Task directions → Locate every line below that contains the string "outlet" with matching case, and copy each of those lines.

Entries from a pointing dataset:

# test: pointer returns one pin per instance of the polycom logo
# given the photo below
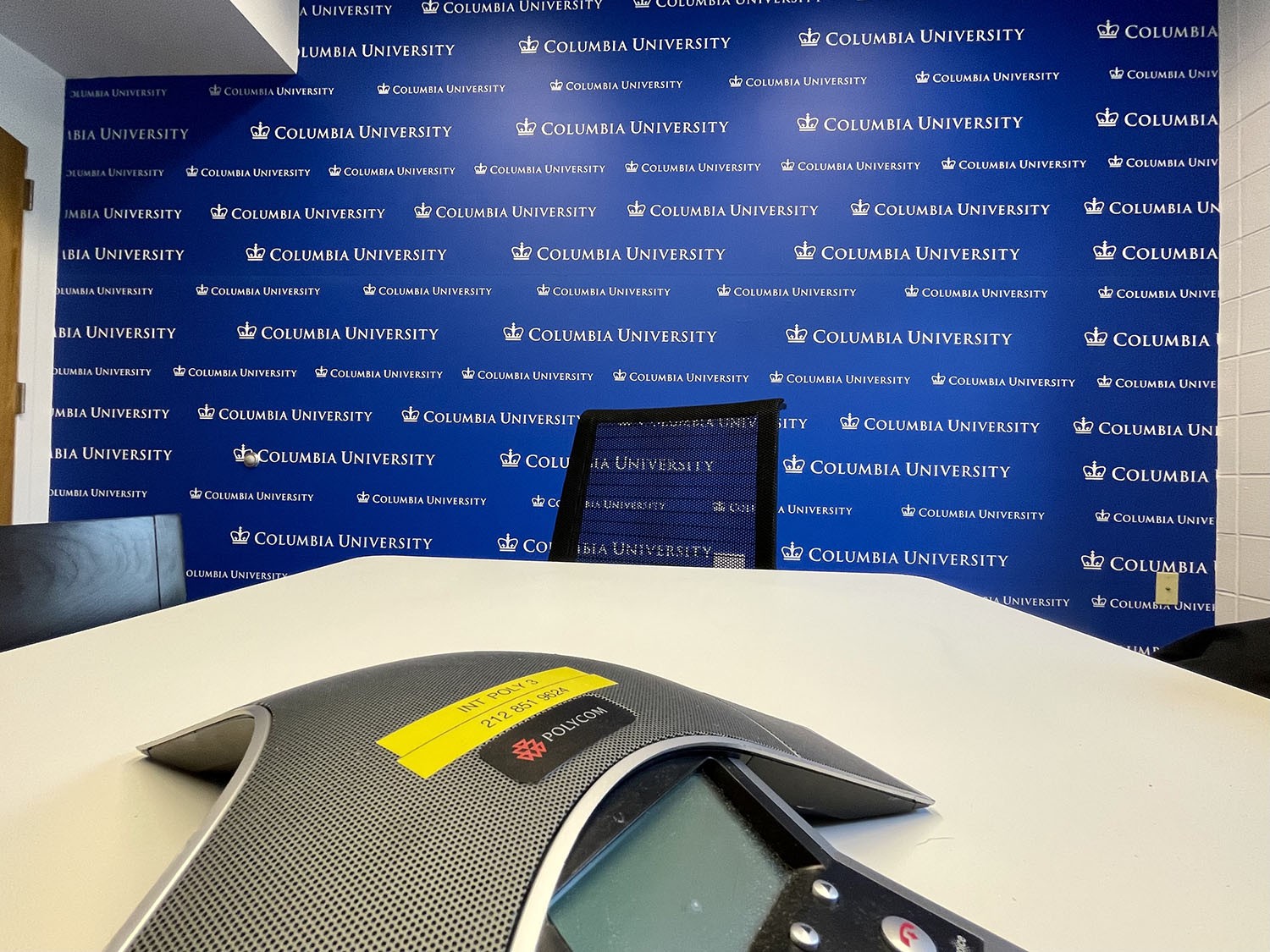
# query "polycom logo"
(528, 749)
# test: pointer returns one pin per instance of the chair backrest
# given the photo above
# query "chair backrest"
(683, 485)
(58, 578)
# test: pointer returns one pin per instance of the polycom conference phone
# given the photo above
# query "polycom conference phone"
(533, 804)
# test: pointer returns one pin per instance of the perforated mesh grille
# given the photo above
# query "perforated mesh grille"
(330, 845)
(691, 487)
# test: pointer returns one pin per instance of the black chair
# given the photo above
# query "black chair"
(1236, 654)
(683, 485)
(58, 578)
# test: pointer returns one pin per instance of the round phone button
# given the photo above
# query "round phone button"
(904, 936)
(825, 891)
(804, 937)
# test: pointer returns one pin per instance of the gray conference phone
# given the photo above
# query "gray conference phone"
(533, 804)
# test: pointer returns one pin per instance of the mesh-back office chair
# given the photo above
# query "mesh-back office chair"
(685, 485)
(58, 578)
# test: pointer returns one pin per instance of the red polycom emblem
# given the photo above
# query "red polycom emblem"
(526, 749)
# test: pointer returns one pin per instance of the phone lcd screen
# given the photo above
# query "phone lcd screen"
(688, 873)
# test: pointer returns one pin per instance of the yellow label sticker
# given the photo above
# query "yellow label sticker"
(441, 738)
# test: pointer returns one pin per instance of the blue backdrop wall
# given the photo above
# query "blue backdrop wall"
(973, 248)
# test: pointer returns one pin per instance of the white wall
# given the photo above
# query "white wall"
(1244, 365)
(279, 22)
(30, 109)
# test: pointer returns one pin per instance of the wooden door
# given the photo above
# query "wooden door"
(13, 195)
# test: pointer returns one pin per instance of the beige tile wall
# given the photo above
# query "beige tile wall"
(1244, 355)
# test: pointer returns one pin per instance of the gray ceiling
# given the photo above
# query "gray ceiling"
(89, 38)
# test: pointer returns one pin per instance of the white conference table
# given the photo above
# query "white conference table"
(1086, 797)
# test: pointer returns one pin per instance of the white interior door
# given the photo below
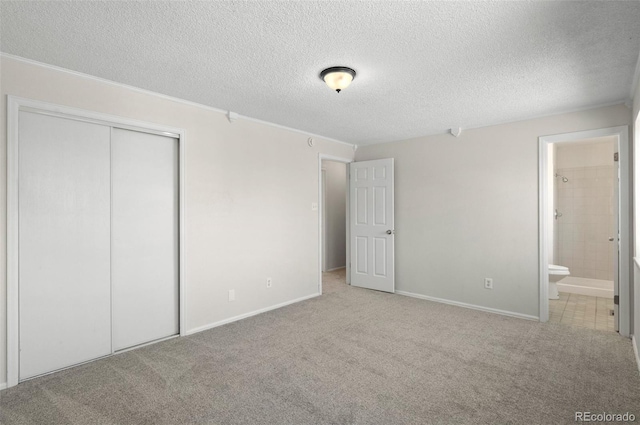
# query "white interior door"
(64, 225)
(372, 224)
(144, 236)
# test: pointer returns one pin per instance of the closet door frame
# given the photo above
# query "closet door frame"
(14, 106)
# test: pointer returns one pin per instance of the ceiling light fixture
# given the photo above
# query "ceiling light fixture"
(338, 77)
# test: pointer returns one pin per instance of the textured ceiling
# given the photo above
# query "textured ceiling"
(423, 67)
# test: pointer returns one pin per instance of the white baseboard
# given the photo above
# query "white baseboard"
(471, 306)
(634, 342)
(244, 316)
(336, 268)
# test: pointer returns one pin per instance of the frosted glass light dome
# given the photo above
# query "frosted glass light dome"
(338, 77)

---

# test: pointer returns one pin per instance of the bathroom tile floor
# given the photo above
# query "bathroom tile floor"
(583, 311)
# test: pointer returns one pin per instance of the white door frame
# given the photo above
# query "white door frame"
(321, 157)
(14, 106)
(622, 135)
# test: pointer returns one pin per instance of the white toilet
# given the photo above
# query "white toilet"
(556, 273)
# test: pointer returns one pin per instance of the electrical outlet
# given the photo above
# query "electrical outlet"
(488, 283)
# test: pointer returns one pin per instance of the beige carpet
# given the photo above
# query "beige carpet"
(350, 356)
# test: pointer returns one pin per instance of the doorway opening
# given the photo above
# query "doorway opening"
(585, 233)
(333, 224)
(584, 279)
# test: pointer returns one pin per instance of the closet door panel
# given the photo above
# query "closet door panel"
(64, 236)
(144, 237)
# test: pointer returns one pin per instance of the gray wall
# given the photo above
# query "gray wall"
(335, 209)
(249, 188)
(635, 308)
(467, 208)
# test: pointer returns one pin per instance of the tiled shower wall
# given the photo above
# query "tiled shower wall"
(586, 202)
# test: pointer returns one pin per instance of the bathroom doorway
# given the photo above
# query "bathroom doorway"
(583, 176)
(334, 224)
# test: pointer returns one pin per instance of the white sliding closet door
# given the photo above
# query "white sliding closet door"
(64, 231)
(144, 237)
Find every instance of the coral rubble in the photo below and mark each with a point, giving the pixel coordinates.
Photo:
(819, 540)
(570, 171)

Complete answer →
# test: pointer returns one pin per instance of the electrical outlet
# query "electrical outlet"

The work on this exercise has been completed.